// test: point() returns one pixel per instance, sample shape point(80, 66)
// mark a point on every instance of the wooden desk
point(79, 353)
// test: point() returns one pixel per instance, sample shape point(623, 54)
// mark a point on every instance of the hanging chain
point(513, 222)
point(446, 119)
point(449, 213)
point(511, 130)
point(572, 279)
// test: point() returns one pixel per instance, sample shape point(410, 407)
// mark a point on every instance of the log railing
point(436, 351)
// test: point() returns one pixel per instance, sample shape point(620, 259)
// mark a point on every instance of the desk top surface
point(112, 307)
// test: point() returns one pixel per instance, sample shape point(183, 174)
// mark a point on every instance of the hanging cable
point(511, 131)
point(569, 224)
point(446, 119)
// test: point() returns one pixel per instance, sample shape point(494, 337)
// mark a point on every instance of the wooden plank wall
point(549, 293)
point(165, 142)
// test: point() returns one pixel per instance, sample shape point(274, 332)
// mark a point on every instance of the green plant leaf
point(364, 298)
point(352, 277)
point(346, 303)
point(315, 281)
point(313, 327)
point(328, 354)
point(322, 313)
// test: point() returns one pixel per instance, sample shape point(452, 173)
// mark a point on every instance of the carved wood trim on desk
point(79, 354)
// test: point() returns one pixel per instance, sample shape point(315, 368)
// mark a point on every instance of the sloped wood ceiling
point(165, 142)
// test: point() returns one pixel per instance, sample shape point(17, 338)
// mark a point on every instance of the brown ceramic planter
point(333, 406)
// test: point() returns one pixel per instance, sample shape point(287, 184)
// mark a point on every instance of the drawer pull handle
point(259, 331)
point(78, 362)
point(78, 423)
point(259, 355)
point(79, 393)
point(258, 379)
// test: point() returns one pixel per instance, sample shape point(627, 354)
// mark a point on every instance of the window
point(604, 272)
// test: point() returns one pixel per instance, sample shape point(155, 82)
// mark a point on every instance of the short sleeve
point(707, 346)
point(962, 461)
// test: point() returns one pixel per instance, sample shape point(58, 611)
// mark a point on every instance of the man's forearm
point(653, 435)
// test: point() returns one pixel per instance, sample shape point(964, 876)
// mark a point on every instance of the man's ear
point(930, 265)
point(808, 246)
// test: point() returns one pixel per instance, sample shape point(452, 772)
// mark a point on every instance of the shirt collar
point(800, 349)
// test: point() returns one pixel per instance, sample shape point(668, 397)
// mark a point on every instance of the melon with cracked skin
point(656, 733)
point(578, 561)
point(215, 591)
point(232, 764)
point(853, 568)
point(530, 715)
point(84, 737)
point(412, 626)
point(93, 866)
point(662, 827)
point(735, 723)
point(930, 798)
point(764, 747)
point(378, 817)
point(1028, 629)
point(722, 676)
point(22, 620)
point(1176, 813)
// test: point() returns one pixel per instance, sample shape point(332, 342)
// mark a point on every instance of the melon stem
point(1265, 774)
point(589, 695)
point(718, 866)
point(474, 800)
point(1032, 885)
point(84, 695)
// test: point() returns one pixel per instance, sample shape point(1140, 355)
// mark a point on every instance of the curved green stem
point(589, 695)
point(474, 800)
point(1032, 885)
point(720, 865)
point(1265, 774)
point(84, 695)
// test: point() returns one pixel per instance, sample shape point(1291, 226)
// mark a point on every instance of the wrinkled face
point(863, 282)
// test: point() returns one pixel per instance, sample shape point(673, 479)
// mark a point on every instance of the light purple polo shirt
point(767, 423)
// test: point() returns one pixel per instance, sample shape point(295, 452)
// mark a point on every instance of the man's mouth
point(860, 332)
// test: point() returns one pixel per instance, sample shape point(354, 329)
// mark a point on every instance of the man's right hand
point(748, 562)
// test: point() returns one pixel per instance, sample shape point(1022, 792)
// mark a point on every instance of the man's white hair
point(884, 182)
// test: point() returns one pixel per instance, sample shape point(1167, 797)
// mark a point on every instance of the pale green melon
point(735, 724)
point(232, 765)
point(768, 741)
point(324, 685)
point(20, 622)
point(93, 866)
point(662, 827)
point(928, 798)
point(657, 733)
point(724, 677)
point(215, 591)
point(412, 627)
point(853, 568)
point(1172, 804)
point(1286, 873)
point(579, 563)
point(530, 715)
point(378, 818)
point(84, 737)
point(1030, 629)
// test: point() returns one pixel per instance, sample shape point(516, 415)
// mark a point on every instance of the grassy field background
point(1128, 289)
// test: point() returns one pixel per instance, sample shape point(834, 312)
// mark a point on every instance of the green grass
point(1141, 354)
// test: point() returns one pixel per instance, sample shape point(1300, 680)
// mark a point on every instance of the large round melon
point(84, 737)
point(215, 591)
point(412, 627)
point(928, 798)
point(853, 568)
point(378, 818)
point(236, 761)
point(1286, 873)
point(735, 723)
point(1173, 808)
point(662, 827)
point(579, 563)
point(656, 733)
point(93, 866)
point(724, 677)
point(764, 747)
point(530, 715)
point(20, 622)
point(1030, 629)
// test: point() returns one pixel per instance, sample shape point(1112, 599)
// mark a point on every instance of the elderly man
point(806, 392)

- - -

# PROMPT:
The whole listing above should be output again exactly.

# YOUR RESPONSE:
// test: point() returns one pixel per instance, sample shape point(80, 66)
// mark a point on every instance of the wooden desk
point(79, 353)
// test: point() returns one pixel per instance, sample shape point(623, 54)
// mark a point on every instance of the hanging chain
point(513, 222)
point(446, 119)
point(449, 213)
point(511, 130)
point(572, 279)
// test: point() returns one pixel per instance, sample shape point(410, 407)
// mark a point on every instance of the log railing
point(436, 351)
// test: point() returns one pixel per instance, sample shape point(620, 259)
// mark a point on every instance of the desk top surface
point(112, 307)
// test: point() returns one pixel per instance, sample shape point(183, 174)
// mark a point on every instance of the hanging cable
point(511, 131)
point(569, 224)
point(446, 119)
// test: point() returns one pixel per instance, sample shape point(494, 337)
// mark a point on every instance of the wooden plank wall
point(549, 293)
point(165, 142)
// test: point() returns one pixel per instance, sample shape point(274, 332)
// mark a point on every instance of the green plant leaf
point(364, 298)
point(352, 277)
point(346, 303)
point(315, 281)
point(313, 327)
point(328, 354)
point(322, 313)
// test: point() returns one pixel per instance, sample shape point(452, 173)
// mark a point on every instance of the carved wood trim on desk
point(79, 354)
// test: point() returns one pixel per instance, sample shape point(315, 368)
// mark a point on every instance of the sloped wood ceiling
point(165, 142)
// test: point() returns one pixel per instance, sample shape point(17, 338)
// mark a point on every instance of the brown ceramic planter
point(333, 406)
// test: point() returns one pixel per instance, sample shape point(287, 184)
// mark a point on every instance of the drawer pull handle
point(259, 331)
point(78, 362)
point(78, 423)
point(259, 355)
point(79, 393)
point(258, 379)
// test: point() returns one pixel per instance, sample shape point(627, 354)
// mark a point on every instance of the window
point(604, 272)
// test: point() returns one pixel per instance, sample shape point(155, 82)
// mark a point on every instance of the short sleeve
point(707, 346)
point(962, 461)
// test: point() returns one pixel per instance, sample shape point(58, 611)
// mark a point on every instance of the man's forearm
point(653, 435)
// test: point() returns one pixel per instance, sample shape point(964, 876)
// mark a point on every instance of the man's ear
point(930, 265)
point(808, 246)
// test: point() returns one pixel per instance, sample shape point(452, 772)
// mark a point on every instance of the shirt collar
point(800, 349)
// test: point() returns one pixel per instance, sample shape point(668, 397)
// mark a point on every instance of the melon with cracked skin
point(656, 733)
point(578, 561)
point(215, 591)
point(232, 764)
point(853, 568)
point(530, 715)
point(84, 737)
point(412, 626)
point(93, 866)
point(662, 827)
point(735, 723)
point(930, 798)
point(764, 747)
point(378, 817)
point(1028, 629)
point(722, 676)
point(22, 620)
point(1176, 813)
// test: point() returns one pixel per instance, sample shape point(332, 342)
// mark a point on every instance of the melon stem
point(1265, 774)
point(589, 695)
point(718, 866)
point(474, 800)
point(1032, 885)
point(84, 695)
// test: point() returns one pixel per instance, sample shape point(1140, 355)
// mark a point on every instance of the curved green stem
point(589, 695)
point(474, 800)
point(1032, 885)
point(720, 865)
point(1265, 774)
point(84, 695)
// test: point() returns one pixel per instance, sample shape point(1291, 226)
// mark a point on every instance of the wrinkled face
point(863, 282)
// test: point() returns one pixel per instance, sample shape point(673, 479)
// mark a point on every instance of the light purple polo shirt
point(767, 423)
// test: point() returns one pixel per instance, sample shape point(295, 452)
// mark a point on every instance of the man's mouth
point(860, 332)
// test: point() returns one pixel per instance, sample shape point(354, 329)
// mark a point on every instance of the man's right hand
point(748, 562)
// test: point() returns one pixel per instance, sample shape point(1022, 792)
// mark a point on every instance of the man's white hair
point(884, 182)
// test: point() returns one pixel per instance, sample shape point(1167, 797)
// mark a point on every instance of the pale green melon
point(735, 724)
point(232, 765)
point(768, 741)
point(324, 685)
point(20, 622)
point(93, 866)
point(662, 827)
point(928, 798)
point(657, 733)
point(724, 677)
point(215, 591)
point(412, 627)
point(853, 568)
point(1172, 804)
point(1286, 873)
point(579, 563)
point(530, 715)
point(378, 818)
point(84, 737)
point(1030, 629)
// test: point() returns one pixel per instance, sample shape point(516, 415)
// mark a point on every instance of the grassy field background
point(1128, 289)
// test: point() returns one pixel per instance, sample shape point(834, 312)
// mark a point on every instance of the green grass
point(1141, 354)
// test: point() returns one pixel per instance, sample shape point(1300, 680)
// mark a point on every instance of the large round melon
point(84, 737)
point(215, 591)
point(412, 627)
point(928, 798)
point(853, 568)
point(378, 818)
point(236, 761)
point(1286, 873)
point(735, 723)
point(1173, 808)
point(662, 827)
point(579, 563)
point(656, 733)
point(93, 866)
point(724, 677)
point(764, 747)
point(530, 715)
point(20, 622)
point(1030, 629)
// test: point() returns one pixel per instance, sample shape point(1112, 599)
// mark a point on every instance of the elderly man
point(806, 392)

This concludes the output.